Begin Selected passage

Tanya Winery vinyeards. Ofra. Fun Joel Israel Tour Guide.

The vineyards of Tanya Winery in Ofra

Last week I had the pleasure of visiting five different wineries with some other tour guides and friends. The wineries were all located in the region of Eretz Binyamin — the area that was designated in the Bible for the tribe of Benjamin. Today it is part of the region known as Samaria, and there are at least 7 or 8 wineries in this small part of the hill country, a mere 25 miles or so apart. But before I get into the wineries themselves, I want to talk briefly about Israeli wines overall.

I love the story of the wine industry in Israel. Clearly one of the oldest and most famous industries in the land, winemaking was always an important identifying feature of Israel. Images, for example, of the spies sent by Moses to explore the land of Canaan, and their reports of giant grape clusters spring to mind. In fact, that very image is the logo of both Israel’s Ministry of Tourism and the largest wine producer in the country — Carmel Wineries.

However, with the arrival of Muslim rule, which lasted for about 1100 of the 1300 years prior to the 20th Century, Israeli wines virtually disappeared. Since Muslims are prohibited from drinking wine, virtually all Israeli wine production ceased, with perhaps a minor resurgence during the 200-year period of Crusader rule in the land (1099-1291, with periods of Muslim rule inside that time frame as well).

End Selected passage
Begin Data block

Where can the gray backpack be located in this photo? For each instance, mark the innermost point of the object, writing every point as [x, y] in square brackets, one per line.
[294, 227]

End Data block

**Tasks for this exercise**:
**a)** In the passage on Israeli wine, how many wineries did the writer visit last week?
**b)** For each statement, say whether it agrees with the passage on Israeli wine, and quote the deciding words.
(i) Carmel Wineries is the largest wine producer in Israel.
(ii) The wineries the writer visited were in the Galilee.
(iii) The passage calls Crusader rule in the land a 200-year period.
**c)** Shorten the paragraph of the passage on Israeli wine that begins "However, with the arrival of Muslim rule," and keep its main facts.

**Written answers**:
**a)** Five.

**b)**
(i) Yes: "the largest wine producer in the country — Carmel Wineries"
(ii) No: "The wineries were all located in the region of Eretz Binyamin"
(iii) Yes: "the 200-year period of Crusader rule in the land"

**c)** Muslim rule lasted about 1100 of the 1300 years before the 20th Century. Because Muslims are prohibited from drinking wine, Israeli wine production nearly stopped under it. There was perhaps a minor resurgence during Crusader rule (1099-1291), though that span also included periods of Muslim rule.